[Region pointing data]
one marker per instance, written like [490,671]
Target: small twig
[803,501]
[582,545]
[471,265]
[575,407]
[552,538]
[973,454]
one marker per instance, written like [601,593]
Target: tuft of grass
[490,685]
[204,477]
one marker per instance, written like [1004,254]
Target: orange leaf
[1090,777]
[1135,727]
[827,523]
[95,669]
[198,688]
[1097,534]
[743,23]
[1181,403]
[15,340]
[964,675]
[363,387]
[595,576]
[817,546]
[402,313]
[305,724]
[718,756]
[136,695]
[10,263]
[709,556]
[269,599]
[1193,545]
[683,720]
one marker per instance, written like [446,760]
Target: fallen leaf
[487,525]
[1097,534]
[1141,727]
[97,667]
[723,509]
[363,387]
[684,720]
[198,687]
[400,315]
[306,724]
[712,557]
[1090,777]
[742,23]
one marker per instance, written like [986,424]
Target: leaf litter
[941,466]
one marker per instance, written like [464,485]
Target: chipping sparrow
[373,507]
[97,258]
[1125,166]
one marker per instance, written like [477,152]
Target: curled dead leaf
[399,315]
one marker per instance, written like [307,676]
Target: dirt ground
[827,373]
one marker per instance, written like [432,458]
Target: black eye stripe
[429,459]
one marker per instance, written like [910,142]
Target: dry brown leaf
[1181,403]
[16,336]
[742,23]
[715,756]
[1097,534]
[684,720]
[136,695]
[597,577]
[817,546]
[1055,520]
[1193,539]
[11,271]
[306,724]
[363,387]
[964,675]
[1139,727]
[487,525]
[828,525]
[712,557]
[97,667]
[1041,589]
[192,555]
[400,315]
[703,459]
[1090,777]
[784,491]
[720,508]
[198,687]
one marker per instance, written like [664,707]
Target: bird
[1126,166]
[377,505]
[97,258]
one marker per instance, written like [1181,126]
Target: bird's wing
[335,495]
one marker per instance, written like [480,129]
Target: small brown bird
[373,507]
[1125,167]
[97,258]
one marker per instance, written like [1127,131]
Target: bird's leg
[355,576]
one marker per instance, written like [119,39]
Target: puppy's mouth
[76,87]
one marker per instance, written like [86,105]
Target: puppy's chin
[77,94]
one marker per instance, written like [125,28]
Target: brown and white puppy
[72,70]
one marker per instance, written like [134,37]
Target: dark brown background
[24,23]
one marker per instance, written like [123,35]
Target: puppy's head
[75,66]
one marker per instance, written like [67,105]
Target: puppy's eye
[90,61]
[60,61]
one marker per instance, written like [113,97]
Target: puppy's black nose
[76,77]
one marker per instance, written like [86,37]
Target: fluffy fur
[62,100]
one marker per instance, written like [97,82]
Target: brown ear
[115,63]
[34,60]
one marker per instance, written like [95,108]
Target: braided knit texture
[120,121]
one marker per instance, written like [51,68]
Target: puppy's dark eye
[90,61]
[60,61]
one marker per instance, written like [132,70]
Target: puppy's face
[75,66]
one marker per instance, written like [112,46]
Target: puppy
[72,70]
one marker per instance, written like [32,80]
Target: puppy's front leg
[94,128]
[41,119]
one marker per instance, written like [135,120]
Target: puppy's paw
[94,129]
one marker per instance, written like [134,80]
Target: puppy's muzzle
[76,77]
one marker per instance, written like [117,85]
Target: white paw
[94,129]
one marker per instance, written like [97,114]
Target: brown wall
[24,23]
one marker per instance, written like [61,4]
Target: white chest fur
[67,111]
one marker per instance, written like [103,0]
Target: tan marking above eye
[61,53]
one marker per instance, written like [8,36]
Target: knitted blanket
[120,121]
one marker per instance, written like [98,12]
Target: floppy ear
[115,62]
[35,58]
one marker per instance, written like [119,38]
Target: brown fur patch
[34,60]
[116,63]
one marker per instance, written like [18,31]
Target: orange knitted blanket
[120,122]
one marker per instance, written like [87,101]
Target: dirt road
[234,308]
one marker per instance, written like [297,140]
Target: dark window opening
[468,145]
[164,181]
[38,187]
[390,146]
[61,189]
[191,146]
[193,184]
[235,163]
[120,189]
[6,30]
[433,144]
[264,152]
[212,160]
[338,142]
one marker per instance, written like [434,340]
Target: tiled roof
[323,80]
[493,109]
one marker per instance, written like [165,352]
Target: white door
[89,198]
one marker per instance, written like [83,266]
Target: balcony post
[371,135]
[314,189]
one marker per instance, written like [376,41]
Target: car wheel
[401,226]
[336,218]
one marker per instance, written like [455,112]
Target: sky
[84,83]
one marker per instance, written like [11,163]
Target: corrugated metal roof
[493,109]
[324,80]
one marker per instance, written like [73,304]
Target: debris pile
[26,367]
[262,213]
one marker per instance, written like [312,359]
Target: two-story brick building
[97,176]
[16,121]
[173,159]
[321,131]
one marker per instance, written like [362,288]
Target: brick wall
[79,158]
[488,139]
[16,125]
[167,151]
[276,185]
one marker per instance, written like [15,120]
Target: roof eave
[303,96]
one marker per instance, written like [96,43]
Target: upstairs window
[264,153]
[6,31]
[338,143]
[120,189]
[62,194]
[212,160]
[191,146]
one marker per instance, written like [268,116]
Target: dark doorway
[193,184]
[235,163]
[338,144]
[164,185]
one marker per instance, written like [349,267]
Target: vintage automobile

**Task goal**: Starting with the line above that holds "one marker per instance, written like [1181,126]" and stopping with the line that holds "one marker per instance, written like [87,101]", reproduce each line exactly, omitting all other lines.

**Exercise response**:
one marker per instance, written like [1181,126]
Target: bird's wing
[335,495]
one marker per instance, written like [480,129]
Target: small brown bird
[373,507]
[1125,167]
[97,258]
one marker per instance, written like [1127,131]
Target: bird's leg
[355,576]
one marker per instance, written like [119,39]
Target: puppy's mouth
[76,87]
one marker per instance, written like [86,105]
Target: puppy's chin
[77,94]
one marker per instance, written like [125,28]
Target: brown and white puppy
[72,70]
one marker per instance, written like [134,37]
Target: dark brown background
[24,23]
one marker per instance, written like [123,35]
Target: puppy's head
[75,66]
one marker per instance, written like [67,105]
Target: puppy's eye
[90,61]
[60,61]
one marker per instance, written like [113,97]
Target: puppy's black nose
[76,77]
one marker per instance, written like [86,37]
Target: fluffy fur
[62,100]
one marker per instance, written like [97,82]
Target: brown ear
[115,63]
[34,60]
one marker per instance, written like [95,108]
Target: braided knit texture
[120,121]
one marker per instance, written like [51,68]
Target: puppy's dark eye
[90,61]
[60,61]
one marker per instance, written like [132,70]
Target: puppy's face
[75,66]
one marker per instance, written like [112,46]
Target: puppy
[72,70]
one marker per instance, written like [32,80]
Target: puppy's front leg
[94,128]
[41,119]
one marker per instance, written like [135,120]
Target: puppy's paw
[94,129]
one marker per instance, written like [134,80]
Target: puppy's muzzle
[76,77]
one marker per instance, written like [117,85]
Target: white paw
[94,129]
one marker per instance, written like [97,114]
Target: brown wall
[24,23]
one marker per instance, written like [61,4]
Target: white chest fur
[67,111]
one marker per instance, written like [103,0]
Target: tan marking above eye
[61,53]
one marker per instance, written like [8,36]
Target: knitted blanket
[120,121]
one marker per instance, written like [98,12]
Target: floppy ear
[115,62]
[35,58]
one marker per instance, written like [119,38]
Target: brown fur patch
[34,60]
[116,63]
one marker per instance, written like [18,31]
Target: orange knitted blanket
[120,122]
one marker per instance, written like [87,101]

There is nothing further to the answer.